En septembre dernier, les autorités gouvernementales ontariennes ont annoncé qu’au cours de l’automne 2016 et de l’hiver 2017, de nouvelles mesures seront déployées pour lutter contre l’inconduite sexuelle chez les professionnels de la santé, en s’appuyant sur les recommandations du Groupe d’étude ministériel sur la prévention des agressions sexuelles envers les patients et la Loi de 1991 sur les professions de la santé réglementées.

 

Les mesures en question visent à resserrer de façon importante le cadre disciplinaire relatif aux professionnels de la santé, en faisant en sorte, par exemple, que la sanction minimale consistant en la révocation de permis s’applique à davantage d’actes d’inconduite sexuelle, en évitant les limitations de droit d’exercice consistant uniquement à écarter les clientèles d’un sexe donné, en augmentant les amendes pour certains intervenants qui s’abstiennent de dénoncer les cas d’inconduite sexuelle, en favorisant une plus grande transparence des ordres professionnels à ce sujet et, encore, en rendant plus accessible l’aide psychosociale pour les victimes. On souhaite aussi recourir aux services d’un expert pour que les processus d’enquête et de sanction relatifs à ces infractions au sein des ordres professionnels soient revus et améliorés.

 

Plusieurs autres recommandations du groupe d’étude n’ont pas été retenues, du moins dans l’immédiat, dont une en particulier qui pourrait être interprété comme découlant d’un constat d’échec du système de justice disciplinaire ontarien en ce qui concerne ce type d’infraction. Il s’agit ici de la recommandation suivant laquelle le traitement des plaintes relatives à l’inconduite sexuelle devrait être confié à un organisme spécialisé et indépendant des ordres professionnels. Dans la même veine, il est aussi recommandé que l’instruction des poursuites disciplinaires relève d’un tribunal indépendant plutôt que des conseils de discipline des ordres.

──────

▶ [Marche à suivre]
Répondez aux questions suivantes à partir de l'extrait sur l'inconduite sexuelle chez les professionnels de la santé en Ontario :
(a) Au cours de quelles périodes les nouvelles mesures annoncées seront-elles déployées ?
(b) À qui souhaite-t-on recourir pour revoir et améliorer les processus d'enquête et de sanction au sein des ordres professionnels ?
(c) Selon la recommandation non retenue, à quel type d'organisme le traitement des plaintes relatives à l'inconduite sexuelle devrait-il être confié ?

Entrées d'une collection
──────

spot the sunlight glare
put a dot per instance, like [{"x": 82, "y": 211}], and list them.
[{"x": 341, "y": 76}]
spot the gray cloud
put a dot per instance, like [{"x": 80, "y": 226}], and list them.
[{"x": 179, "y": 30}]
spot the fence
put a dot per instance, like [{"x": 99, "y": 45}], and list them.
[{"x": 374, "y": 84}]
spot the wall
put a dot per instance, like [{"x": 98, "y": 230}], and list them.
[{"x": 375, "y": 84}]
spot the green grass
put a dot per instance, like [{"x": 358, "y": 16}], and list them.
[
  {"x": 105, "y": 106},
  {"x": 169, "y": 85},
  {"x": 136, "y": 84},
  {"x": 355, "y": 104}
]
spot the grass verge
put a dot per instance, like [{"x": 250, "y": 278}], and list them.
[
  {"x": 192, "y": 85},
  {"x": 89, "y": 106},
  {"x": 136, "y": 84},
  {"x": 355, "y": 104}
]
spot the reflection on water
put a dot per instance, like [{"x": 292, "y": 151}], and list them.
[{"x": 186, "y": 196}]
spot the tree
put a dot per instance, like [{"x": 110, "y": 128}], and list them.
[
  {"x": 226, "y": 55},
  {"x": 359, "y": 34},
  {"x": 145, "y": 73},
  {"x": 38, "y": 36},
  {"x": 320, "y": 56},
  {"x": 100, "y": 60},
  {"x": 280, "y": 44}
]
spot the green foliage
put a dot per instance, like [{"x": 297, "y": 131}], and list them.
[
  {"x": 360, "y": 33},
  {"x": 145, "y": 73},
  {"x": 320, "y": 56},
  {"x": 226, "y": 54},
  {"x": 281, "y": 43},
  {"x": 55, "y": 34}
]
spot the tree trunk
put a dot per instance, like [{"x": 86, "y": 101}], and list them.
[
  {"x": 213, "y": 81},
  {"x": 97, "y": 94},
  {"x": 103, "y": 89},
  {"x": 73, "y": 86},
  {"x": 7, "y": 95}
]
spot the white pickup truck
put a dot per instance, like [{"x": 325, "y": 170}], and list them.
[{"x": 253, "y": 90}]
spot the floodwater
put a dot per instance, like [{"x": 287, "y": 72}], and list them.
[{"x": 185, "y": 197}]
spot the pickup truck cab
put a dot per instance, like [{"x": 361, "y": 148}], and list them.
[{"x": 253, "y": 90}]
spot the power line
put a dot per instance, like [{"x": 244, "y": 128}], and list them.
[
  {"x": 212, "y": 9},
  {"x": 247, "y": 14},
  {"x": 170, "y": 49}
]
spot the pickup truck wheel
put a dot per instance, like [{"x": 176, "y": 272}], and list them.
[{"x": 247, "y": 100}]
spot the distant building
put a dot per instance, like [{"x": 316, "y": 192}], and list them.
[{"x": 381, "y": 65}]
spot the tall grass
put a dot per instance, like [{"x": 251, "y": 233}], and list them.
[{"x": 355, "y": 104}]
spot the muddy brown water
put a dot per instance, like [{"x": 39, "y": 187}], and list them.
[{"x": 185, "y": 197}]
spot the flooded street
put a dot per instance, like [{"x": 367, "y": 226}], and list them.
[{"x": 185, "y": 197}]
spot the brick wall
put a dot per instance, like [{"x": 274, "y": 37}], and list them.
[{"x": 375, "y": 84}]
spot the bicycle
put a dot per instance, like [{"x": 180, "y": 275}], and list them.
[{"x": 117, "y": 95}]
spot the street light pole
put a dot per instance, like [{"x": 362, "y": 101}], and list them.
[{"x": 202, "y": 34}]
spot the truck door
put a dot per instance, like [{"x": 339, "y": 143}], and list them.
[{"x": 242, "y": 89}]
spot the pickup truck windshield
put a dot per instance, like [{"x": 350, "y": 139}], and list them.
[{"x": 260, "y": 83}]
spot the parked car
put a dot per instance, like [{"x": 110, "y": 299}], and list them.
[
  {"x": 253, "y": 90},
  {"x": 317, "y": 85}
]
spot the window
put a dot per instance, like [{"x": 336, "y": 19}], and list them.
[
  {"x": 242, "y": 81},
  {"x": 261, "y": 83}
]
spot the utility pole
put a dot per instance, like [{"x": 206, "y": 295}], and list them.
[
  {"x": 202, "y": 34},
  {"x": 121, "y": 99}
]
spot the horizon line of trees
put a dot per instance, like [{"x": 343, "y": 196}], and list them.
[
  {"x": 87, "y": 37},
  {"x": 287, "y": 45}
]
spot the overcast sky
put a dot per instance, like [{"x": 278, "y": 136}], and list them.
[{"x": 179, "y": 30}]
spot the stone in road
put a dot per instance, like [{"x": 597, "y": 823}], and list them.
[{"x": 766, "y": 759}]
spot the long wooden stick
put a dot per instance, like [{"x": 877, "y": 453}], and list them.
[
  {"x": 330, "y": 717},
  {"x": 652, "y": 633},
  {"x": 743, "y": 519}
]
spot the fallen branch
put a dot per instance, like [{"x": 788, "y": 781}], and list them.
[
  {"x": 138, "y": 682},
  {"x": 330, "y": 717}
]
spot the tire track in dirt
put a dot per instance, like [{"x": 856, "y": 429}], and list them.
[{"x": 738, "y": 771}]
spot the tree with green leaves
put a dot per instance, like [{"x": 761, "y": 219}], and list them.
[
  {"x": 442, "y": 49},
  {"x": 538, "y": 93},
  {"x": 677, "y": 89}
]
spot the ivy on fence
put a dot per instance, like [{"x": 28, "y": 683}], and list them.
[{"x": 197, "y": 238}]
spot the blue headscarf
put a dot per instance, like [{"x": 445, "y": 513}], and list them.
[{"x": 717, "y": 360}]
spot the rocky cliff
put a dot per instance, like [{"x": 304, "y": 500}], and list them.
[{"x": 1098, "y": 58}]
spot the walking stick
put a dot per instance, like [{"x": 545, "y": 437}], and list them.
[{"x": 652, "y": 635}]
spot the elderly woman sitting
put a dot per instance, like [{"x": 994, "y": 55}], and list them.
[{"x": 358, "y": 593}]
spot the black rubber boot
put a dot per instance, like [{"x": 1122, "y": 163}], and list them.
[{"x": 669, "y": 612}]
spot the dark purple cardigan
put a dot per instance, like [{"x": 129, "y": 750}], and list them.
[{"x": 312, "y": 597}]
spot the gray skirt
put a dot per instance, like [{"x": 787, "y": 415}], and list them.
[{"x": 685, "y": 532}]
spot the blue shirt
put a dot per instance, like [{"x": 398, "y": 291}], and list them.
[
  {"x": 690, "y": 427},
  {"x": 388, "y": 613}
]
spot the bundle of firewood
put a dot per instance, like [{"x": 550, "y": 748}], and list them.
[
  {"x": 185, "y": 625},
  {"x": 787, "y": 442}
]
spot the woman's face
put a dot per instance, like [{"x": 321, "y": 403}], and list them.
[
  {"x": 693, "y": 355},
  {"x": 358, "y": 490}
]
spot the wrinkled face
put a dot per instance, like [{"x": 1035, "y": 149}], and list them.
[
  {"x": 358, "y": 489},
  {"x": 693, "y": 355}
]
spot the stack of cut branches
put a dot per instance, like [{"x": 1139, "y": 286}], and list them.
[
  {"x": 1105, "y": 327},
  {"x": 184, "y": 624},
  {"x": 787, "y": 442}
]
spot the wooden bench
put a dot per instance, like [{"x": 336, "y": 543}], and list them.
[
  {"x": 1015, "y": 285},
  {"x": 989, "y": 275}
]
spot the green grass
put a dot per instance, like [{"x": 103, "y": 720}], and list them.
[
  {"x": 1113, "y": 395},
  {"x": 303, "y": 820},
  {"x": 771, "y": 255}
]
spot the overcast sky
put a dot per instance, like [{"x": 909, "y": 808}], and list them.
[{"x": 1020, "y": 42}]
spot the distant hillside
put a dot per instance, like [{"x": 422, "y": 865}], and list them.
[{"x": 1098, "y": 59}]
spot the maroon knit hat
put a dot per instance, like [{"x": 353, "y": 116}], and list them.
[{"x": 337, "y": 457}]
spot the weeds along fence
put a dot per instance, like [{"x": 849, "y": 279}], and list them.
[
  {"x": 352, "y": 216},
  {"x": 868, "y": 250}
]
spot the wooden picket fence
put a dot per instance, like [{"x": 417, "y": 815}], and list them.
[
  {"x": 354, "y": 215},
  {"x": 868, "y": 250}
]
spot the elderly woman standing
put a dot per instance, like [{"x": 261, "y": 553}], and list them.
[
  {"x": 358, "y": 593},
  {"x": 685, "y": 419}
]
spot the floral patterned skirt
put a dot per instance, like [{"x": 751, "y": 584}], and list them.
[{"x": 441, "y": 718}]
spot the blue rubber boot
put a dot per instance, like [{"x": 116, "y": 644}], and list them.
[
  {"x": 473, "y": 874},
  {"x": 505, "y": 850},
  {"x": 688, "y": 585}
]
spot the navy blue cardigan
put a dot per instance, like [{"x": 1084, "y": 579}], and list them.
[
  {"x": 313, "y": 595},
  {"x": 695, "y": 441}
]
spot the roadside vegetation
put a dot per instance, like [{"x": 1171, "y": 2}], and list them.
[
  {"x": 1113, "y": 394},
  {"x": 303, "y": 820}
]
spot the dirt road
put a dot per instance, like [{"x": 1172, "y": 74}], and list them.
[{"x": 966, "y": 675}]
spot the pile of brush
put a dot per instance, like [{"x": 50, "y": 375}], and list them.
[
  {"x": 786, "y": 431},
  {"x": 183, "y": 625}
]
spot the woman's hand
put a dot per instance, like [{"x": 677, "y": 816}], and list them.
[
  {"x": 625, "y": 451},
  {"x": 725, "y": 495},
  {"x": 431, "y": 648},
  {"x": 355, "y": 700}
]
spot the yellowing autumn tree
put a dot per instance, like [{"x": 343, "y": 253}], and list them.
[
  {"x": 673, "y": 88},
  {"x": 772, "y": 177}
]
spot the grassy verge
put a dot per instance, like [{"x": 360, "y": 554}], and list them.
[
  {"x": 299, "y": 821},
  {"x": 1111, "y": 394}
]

──────

▶ [Réponse rédigée]
(a) Au cours de l'automne 2016 et de l'hiver 2017.
(b) Aux services d'un expert.
(c) À un organisme spécialisé et indépendant des ordres professionnels.